EXERCISE REQUIREMENTS
In the records below, find the line with "Task: spot one point per instance of the blurred" and repeat it and every line after it, exactly, without any pictures.

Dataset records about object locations
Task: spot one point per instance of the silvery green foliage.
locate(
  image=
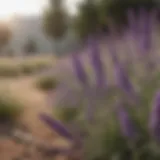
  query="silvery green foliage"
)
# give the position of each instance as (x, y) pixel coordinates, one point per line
(114, 122)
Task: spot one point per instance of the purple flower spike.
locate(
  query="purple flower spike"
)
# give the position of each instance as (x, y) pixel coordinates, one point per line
(126, 124)
(96, 62)
(124, 82)
(56, 126)
(154, 123)
(112, 50)
(79, 70)
(132, 24)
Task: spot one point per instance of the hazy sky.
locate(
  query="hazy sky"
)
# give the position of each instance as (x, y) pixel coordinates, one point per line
(10, 7)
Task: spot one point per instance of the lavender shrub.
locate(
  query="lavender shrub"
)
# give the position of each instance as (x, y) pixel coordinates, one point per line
(100, 130)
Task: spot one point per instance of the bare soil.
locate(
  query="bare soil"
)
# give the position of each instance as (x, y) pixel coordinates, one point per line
(34, 103)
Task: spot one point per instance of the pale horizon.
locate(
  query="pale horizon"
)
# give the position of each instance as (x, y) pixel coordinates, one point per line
(10, 8)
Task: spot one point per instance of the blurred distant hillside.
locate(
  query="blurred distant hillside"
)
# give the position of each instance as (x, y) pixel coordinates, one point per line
(25, 28)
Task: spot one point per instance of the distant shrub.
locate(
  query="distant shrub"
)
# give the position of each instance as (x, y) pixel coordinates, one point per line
(9, 71)
(10, 109)
(27, 68)
(46, 83)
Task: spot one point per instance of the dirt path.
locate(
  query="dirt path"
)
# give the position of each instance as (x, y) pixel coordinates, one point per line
(34, 103)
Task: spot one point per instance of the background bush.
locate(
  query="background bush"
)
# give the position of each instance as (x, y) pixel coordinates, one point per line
(46, 83)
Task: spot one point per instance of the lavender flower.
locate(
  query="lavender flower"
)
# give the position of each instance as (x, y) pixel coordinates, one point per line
(132, 24)
(147, 33)
(154, 123)
(56, 126)
(126, 124)
(79, 70)
(124, 82)
(96, 62)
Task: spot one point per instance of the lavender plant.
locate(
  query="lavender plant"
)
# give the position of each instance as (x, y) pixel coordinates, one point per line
(106, 124)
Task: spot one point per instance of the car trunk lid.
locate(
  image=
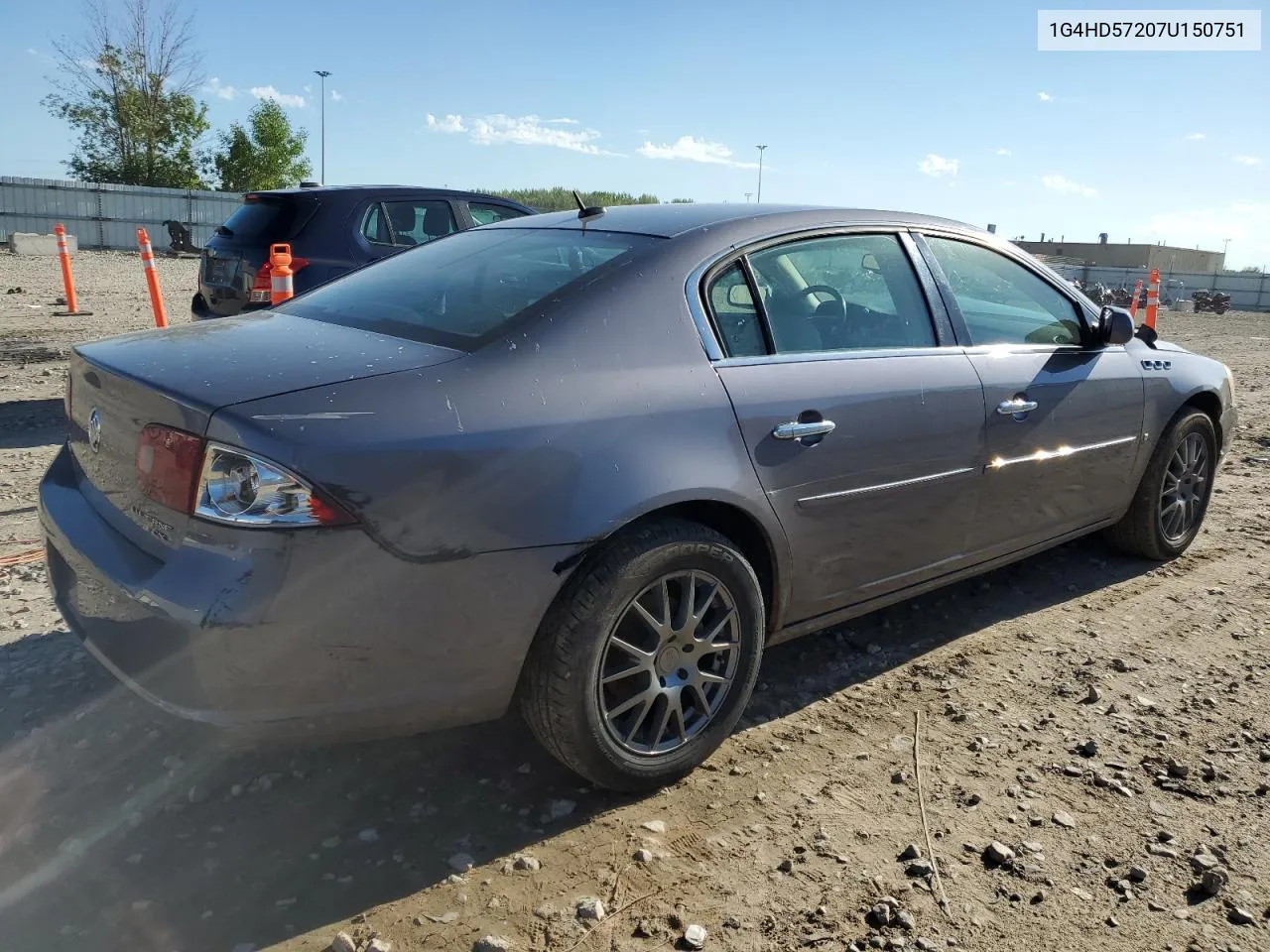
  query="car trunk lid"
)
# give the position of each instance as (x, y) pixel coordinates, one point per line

EXERCISE RESULT
Task: spot one point per instance of the blurred distant hillside.
locate(
  query="blurred distant hillside"
)
# give the position of each instance as (x, y) pixel coordinates, one point per line
(25, 28)
Task: spot one point per instance of the distant shrub.
locate(
  query="distant shrub"
)
# give the position of each instance as (x, y) pixel coordinates, one point per line
(9, 71)
(10, 109)
(27, 68)
(46, 83)
Task: spot one point per instance of the dirt path.
locate(
  query="dirt path"
)
# give the position of each instance as (x, y) pixel coordinates, one point per line
(34, 103)
Task: spot one point per instance of the background bush.
locate(
  query="background bush"
)
# give the position of each instance as (x, y) pixel coordinates, one point per line
(46, 83)
Task: spot one point per instance of the lavender flower.
locate(
  query="lavender flower"
)
# give the position of each instance as (x, y) pixel coordinates, one point per line
(132, 24)
(147, 33)
(154, 123)
(56, 126)
(126, 124)
(79, 70)
(124, 82)
(96, 62)
Task: spot one point per instance of the lavender plant.
locate(
  query="lavender plant"
)
# give the position of each instance as (x, y) pixel coordinates, one point per line
(106, 124)
Task: spot one point per instance of the car trunk lid.
locate(
  image=
  query="car trunk lid"
)
# give the position of each instance as (x, y) pixel coordinates, one point per line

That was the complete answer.